• **EXCERPTED PASSAGE**:

———

Heidi Russo will forever be indebted to Rick and Teresa Kaepernick.
"As a parent you never think anyone who could love your child as much as you do, but they have," Russo said told Yahoo Sports recently.
Russo was 19-years-old and living in Milwaukee in 1987 when she put her son, the future San Francisco 49ers and Nevada Wolf Pack quarterback Colin Kaepernick, up for adoption.
"I took care of him for six weeks," said Russo, who is now the mother of an 8-year-old son and is a registered nurse in Denver, Colo. "I certainly wasn't in position to give Colin the life I wanted him to have."
Russo doesn't regret putting Colin up for adoption.
"It was the toughest decision I have ever made but it, for him, it was the right decision," she told Yahoo.
Rick and Teresa Kaepernick, Russo said, gave Colin the life she always wanted for her son.
"I was fortunate and blessed with Rick and Teresa," Russo said.

———

• **DATA RECORDS**:

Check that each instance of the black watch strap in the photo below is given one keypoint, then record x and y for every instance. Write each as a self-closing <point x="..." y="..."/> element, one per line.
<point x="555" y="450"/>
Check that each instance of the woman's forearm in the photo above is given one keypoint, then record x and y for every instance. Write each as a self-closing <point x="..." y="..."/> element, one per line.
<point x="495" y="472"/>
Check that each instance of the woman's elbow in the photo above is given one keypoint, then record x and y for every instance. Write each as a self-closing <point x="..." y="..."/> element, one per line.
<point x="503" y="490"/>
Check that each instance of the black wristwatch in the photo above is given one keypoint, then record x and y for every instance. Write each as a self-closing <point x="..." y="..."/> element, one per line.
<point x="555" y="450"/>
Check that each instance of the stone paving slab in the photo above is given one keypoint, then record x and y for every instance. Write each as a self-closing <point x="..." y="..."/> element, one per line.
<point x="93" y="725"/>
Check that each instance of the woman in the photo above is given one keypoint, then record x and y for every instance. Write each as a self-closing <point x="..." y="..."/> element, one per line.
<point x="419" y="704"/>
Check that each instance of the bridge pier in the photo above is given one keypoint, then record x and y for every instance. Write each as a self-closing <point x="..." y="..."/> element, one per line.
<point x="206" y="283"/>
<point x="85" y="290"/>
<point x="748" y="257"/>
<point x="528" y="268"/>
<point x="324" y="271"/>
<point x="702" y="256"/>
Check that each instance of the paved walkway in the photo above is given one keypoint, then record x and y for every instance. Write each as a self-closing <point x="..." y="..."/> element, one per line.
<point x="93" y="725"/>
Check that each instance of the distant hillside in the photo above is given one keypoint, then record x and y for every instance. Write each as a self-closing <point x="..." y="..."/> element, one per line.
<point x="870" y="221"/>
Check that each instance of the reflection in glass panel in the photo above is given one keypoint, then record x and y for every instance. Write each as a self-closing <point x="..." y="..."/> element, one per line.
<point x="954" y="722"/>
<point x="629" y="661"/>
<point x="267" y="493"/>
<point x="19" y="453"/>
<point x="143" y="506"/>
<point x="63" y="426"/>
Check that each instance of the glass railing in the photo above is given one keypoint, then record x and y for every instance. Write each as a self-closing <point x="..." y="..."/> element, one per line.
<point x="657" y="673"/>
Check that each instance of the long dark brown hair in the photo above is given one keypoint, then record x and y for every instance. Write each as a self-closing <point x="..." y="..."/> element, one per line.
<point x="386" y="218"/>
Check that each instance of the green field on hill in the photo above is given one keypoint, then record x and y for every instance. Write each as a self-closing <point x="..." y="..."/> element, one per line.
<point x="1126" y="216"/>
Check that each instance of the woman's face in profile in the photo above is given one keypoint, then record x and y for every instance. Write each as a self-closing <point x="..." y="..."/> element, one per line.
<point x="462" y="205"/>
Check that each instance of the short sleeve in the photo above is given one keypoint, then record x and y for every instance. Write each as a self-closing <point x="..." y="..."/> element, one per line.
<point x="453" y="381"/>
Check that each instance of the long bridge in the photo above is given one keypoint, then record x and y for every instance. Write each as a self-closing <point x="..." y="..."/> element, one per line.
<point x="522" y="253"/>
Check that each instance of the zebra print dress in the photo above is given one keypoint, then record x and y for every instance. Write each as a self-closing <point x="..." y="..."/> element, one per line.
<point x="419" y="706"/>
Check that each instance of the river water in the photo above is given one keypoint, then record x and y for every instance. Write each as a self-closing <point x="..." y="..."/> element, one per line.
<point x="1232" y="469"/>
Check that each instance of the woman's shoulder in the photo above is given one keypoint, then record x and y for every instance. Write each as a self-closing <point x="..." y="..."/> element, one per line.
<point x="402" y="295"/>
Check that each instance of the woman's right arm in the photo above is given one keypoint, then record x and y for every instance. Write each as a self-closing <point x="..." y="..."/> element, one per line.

———

• **STATED TASK**: Copy out the article above on Heidi Russo and Colin Kaepernick's adoption in full, word for word.

• **ANSWER BELOW**:
Heidi Russo will forever be indebted to Rick and Teresa Kaepernick.
"As a parent you never think anyone who could love your child as much as you do, but they have," Russo said told Yahoo Sports recently.
Russo was 19-years-old and living in Milwaukee in 1987 when she put her son, the future San Francisco 49ers and Nevada Wolf Pack quarterback Colin Kaepernick, up for adoption.
"I took care of him for six weeks," said Russo, who is now the mother of an 8-year-old son and is a registered nurse in Denver, Colo. "I certainly wasn't in position to give Colin the life I wanted him to have."
Russo doesn't regret putting Colin up for adoption.
"It was the toughest decision I have ever made but it, for him, it was the right decision," she told Yahoo.
Rick and Teresa Kaepernick, Russo said, gave Colin the life she always wanted for her son.
"I was fortunate and blessed with Rick and Teresa," Russo said.